╭─ THE INPUT

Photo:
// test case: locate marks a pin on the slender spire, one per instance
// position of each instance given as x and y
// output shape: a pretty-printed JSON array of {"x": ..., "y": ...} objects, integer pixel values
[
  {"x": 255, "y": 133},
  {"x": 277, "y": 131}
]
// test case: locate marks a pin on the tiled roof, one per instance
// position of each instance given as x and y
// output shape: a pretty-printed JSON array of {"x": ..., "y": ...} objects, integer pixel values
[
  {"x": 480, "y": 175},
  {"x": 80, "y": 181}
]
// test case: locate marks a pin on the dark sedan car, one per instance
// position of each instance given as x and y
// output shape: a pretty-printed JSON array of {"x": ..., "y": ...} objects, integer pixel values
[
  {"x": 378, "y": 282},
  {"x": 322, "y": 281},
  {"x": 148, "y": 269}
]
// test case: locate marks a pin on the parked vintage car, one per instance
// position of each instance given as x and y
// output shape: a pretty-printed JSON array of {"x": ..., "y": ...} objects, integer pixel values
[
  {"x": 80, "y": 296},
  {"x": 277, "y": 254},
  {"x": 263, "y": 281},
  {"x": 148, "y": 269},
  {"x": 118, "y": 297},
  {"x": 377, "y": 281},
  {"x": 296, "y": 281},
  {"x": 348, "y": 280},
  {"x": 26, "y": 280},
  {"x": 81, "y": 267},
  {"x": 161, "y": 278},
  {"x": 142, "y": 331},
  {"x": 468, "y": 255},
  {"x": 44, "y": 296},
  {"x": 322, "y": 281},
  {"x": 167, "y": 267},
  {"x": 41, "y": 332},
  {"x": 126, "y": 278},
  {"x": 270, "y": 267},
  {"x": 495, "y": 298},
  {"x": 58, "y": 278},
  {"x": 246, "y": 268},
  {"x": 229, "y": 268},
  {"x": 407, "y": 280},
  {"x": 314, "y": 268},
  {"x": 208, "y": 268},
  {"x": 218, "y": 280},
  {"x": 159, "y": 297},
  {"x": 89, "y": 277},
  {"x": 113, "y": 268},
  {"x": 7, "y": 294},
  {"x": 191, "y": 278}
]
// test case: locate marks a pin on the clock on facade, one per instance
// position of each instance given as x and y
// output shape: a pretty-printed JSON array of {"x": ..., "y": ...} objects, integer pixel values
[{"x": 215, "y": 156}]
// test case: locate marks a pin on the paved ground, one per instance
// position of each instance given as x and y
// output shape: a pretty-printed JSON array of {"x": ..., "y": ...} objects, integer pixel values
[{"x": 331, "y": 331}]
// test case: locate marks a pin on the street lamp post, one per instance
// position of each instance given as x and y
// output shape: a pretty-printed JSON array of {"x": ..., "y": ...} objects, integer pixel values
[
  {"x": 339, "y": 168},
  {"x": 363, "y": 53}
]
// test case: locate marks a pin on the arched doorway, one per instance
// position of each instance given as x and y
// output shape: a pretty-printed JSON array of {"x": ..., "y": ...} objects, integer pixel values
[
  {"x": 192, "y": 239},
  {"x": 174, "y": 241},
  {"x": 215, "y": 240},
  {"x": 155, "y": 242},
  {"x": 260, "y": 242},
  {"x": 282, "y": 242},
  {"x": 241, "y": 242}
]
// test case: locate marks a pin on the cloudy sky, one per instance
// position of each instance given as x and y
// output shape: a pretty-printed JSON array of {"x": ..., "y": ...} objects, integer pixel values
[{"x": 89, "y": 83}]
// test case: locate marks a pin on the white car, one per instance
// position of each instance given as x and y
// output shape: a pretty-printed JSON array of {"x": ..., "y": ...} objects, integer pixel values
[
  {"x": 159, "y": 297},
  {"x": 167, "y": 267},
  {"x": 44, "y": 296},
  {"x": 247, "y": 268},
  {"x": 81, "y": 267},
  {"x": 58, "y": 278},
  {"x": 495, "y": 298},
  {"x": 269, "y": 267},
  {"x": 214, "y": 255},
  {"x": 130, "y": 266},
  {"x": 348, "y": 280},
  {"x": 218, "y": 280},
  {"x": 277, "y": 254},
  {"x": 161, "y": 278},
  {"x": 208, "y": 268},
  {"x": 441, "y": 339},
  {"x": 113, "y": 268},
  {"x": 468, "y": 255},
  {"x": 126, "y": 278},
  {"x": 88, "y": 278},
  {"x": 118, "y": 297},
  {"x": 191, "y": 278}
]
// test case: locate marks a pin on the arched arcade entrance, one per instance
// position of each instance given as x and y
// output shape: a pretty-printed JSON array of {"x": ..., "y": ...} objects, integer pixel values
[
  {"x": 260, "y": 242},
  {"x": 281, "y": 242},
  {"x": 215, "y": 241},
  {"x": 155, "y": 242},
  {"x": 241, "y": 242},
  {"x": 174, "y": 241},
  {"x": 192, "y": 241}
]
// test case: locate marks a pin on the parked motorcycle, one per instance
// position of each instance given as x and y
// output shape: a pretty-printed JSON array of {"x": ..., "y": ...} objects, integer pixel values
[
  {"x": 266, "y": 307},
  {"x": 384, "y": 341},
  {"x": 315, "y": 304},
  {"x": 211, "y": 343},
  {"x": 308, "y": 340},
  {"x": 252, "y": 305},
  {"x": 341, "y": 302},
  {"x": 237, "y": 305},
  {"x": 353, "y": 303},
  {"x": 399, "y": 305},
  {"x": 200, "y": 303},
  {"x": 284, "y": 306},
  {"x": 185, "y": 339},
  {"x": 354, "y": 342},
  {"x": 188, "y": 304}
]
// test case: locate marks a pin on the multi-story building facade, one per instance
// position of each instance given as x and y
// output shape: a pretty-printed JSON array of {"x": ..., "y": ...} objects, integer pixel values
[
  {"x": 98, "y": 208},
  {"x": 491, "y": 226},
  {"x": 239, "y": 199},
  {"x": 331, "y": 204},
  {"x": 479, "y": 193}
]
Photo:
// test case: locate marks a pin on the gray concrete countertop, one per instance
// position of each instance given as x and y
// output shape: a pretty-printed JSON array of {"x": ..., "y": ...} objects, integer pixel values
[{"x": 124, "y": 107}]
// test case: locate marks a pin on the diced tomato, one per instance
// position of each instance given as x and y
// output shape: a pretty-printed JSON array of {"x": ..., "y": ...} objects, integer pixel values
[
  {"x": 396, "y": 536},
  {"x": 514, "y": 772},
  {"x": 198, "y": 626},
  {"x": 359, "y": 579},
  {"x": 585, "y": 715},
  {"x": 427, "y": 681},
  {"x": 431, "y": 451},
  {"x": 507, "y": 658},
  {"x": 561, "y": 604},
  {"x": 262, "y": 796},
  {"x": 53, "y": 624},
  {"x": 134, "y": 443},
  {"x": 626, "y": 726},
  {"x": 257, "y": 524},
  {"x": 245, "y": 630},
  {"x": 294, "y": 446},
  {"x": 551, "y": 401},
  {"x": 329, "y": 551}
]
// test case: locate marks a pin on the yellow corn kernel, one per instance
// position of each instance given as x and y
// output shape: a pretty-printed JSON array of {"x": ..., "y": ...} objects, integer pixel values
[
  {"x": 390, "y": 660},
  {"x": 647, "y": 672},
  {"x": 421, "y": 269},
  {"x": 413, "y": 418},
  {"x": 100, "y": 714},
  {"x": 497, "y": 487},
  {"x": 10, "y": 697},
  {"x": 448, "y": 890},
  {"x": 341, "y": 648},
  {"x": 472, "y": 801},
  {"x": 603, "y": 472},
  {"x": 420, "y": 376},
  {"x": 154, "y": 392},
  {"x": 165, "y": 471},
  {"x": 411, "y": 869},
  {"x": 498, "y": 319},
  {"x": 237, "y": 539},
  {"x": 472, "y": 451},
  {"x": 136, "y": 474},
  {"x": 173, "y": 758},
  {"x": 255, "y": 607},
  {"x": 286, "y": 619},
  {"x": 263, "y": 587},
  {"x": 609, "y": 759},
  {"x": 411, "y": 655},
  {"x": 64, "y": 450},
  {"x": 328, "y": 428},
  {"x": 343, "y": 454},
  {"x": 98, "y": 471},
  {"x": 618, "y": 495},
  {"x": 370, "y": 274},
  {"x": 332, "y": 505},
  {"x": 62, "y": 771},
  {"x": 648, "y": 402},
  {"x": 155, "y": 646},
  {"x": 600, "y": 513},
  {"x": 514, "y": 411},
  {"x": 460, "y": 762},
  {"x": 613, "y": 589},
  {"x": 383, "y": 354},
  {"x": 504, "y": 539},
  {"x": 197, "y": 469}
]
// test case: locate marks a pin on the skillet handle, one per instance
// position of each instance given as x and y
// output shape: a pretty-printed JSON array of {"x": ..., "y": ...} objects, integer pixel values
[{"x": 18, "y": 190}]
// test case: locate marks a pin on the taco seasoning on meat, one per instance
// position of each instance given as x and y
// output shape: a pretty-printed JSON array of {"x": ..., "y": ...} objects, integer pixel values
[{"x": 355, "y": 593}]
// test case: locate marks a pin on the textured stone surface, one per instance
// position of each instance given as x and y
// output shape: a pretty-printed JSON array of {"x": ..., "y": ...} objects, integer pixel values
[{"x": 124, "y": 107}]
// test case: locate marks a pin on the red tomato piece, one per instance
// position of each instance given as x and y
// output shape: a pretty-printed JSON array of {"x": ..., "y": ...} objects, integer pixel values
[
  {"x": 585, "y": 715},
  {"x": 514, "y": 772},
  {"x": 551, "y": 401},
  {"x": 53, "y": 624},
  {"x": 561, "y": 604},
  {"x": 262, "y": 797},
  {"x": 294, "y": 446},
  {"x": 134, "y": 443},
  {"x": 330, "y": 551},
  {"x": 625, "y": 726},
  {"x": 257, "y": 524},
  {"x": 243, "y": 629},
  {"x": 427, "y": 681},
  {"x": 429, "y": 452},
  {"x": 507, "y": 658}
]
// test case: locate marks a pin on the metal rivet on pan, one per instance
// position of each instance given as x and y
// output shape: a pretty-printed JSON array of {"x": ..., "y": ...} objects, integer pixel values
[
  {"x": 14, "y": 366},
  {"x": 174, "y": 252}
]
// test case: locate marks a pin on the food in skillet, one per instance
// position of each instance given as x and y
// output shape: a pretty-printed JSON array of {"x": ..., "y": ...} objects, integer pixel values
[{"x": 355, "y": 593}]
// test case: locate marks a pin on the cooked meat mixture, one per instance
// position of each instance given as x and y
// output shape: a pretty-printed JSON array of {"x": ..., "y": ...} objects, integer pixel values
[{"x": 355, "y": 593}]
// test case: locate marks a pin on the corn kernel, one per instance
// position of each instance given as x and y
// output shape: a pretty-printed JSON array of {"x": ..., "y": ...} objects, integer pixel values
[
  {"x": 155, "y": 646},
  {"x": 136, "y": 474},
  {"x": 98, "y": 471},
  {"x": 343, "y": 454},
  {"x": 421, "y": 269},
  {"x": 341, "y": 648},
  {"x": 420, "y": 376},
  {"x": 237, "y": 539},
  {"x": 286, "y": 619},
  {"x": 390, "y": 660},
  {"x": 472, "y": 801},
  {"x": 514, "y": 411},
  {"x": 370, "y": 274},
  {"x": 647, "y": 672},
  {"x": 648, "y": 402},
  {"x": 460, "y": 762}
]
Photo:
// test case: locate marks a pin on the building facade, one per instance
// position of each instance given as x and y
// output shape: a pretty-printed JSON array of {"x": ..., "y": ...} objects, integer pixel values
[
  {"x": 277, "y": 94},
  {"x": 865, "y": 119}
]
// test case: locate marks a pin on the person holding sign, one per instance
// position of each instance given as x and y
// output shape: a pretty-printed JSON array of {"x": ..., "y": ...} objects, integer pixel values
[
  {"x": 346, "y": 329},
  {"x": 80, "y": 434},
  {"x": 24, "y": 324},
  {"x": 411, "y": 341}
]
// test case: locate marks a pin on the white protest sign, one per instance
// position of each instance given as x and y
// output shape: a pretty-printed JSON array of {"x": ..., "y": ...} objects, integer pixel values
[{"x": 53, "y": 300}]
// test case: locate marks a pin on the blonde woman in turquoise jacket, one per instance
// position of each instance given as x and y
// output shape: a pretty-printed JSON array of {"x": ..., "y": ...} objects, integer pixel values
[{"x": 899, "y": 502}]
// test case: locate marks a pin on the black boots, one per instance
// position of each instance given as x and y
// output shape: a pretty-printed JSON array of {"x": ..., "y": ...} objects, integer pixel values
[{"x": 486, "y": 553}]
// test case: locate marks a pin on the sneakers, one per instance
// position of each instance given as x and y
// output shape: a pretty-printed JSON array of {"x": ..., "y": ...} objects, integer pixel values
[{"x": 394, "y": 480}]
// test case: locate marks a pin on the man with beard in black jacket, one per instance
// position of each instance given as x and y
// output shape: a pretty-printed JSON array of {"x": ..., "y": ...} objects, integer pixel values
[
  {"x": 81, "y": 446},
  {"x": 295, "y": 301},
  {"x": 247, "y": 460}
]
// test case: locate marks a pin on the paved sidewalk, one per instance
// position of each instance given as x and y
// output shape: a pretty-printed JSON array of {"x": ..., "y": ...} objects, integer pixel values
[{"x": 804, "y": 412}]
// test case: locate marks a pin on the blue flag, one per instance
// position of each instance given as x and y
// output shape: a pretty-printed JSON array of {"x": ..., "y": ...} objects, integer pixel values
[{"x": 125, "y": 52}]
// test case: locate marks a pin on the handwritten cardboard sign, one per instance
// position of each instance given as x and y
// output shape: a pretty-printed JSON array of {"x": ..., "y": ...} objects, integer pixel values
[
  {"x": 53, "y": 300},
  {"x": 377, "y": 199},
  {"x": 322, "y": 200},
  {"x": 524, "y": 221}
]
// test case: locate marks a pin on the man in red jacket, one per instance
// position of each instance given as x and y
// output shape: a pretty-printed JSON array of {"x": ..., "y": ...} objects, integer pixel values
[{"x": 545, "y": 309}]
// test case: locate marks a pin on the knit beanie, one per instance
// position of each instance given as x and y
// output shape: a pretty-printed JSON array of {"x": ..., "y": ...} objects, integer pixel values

╰─

*ASSIGNMENT*.
Filter the entries and keep only the lines holding "facade".

*RESPONSE BOX*.
// test case: locate marks a pin on the clock on facade, one per instance
// test case: locate marks a pin on the multi-story building facade, one per instance
// test case: locate marks a pin on the building facade, one per instance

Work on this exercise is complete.